■ **Quoted text**
══════════════════════════════

87,000 Racists
Analyzing the structural behavior of the IRS and comparing to modern emergent redefinitions of the term 'racism.'
The Inflation Reduction Act took it on the chin a week ago with lots of people sharing a not totally true yet not entirely false either statistic that the bill included provisions to hire 87,000 new IRS agents, and that those IRS agents would be targeting the poor. Let’s unpack this with maps, explain why the maps look like they do, and cross-reference those against the emergent “systemic racism” concept within the modern American left, to see what we can discover.
Maps
ProPublica, an emergent investigative journalism outfit that tends to run counter-narrative in both directions at times, published an analysis in 2019 showing a map of disproportionate IRS audits.
The first thing to notice in this map, is basically none of the coastal elite liberal centers are being audited disproportionately. Nothing north of the Mason Dixon line, nothing in the denser Pacific Rim population centers, and nothing in the blue areas of the Midwest. So that feeds the red tribe paranoia that they’re being disproportionately targeted by government institutions, and may feed an internal blue tribe narrative that they’re the ones who follow the law and those evil red tribers are breaking it and need to be punished for doing so.
But that’s not what’s happening at all. We can also cross reference this map against a map of disproportionate racial demographics in the United States and see an almost perfect overlap. The Brookings Institute published a study, also in 2019, where they mapped disproportionate minority representation by county.
Comparing these two maps, there is an almost perfect overlap. It is apparent from comparing these two maps that either nonwhites are targeted by the IRS more than whites, or that living near a non-white causes you to be targeted more. I can’t believe the second explanation is true, given how race isn’t part of your 1040 form, which means the first explanation is far more believable to me.
There are only really a couple of spots where the overlap isn’t perfect. Southern Kentucky and northern Tennessee are white areas that get audited, and Nevada is curiously a disproportionately less white area that doesn’t for some reason.
Is there a better explanation? It turns out, yes.

══════════════════════════════

Entries from a pointing dataset:
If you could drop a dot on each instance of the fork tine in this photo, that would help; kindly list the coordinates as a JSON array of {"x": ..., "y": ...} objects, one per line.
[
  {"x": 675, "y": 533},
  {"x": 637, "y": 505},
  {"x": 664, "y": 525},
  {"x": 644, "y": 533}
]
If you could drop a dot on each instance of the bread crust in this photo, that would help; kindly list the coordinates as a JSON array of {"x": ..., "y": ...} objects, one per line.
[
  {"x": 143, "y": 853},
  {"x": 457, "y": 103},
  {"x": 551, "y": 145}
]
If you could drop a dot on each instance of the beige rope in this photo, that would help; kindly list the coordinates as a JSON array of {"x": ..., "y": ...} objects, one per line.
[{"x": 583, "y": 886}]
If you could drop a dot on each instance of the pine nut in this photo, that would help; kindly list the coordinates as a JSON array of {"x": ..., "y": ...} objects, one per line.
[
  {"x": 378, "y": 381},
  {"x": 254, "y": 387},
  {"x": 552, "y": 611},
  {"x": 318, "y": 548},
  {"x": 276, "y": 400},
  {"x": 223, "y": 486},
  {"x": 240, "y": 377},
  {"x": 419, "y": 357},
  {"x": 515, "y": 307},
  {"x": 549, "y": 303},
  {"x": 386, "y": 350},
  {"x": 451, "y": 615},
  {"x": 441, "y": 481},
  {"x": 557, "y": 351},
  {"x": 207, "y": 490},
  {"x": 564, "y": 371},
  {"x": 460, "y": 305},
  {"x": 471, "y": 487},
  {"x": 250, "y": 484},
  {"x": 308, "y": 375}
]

══════════════════════════════

■ **The tasks**
(A) In the IRS audit article, which organization published the 2019 study mapping disproportionate minority representation by county?
(B) Reproduce a passage from the IRS audit article word for word, beginning at the words "Comparing these two maps, there" and stopping after "for some reason.".
The items are separate material, unrelated to the IRS audit article.

■ **Results for the exercise**
(A) The Brookings Institute.

(B)
Comparing these two maps, there is an almost perfect overlap. It is apparent from comparing these two maps that either nonwhites are targeted by the IRS more than whites, or that living near a non-white causes you to be targeted more. I can’t believe the second explanation is true, given how race isn’t part of your 1040 form, which means the first explanation is far more believable to me.
There are only really a couple of spots where the overlap isn’t perfect. Southern Kentucky and northern Tennessee are white areas that get audited, and Nevada is curiously a disproportionately less white area that doesn’t for some reason.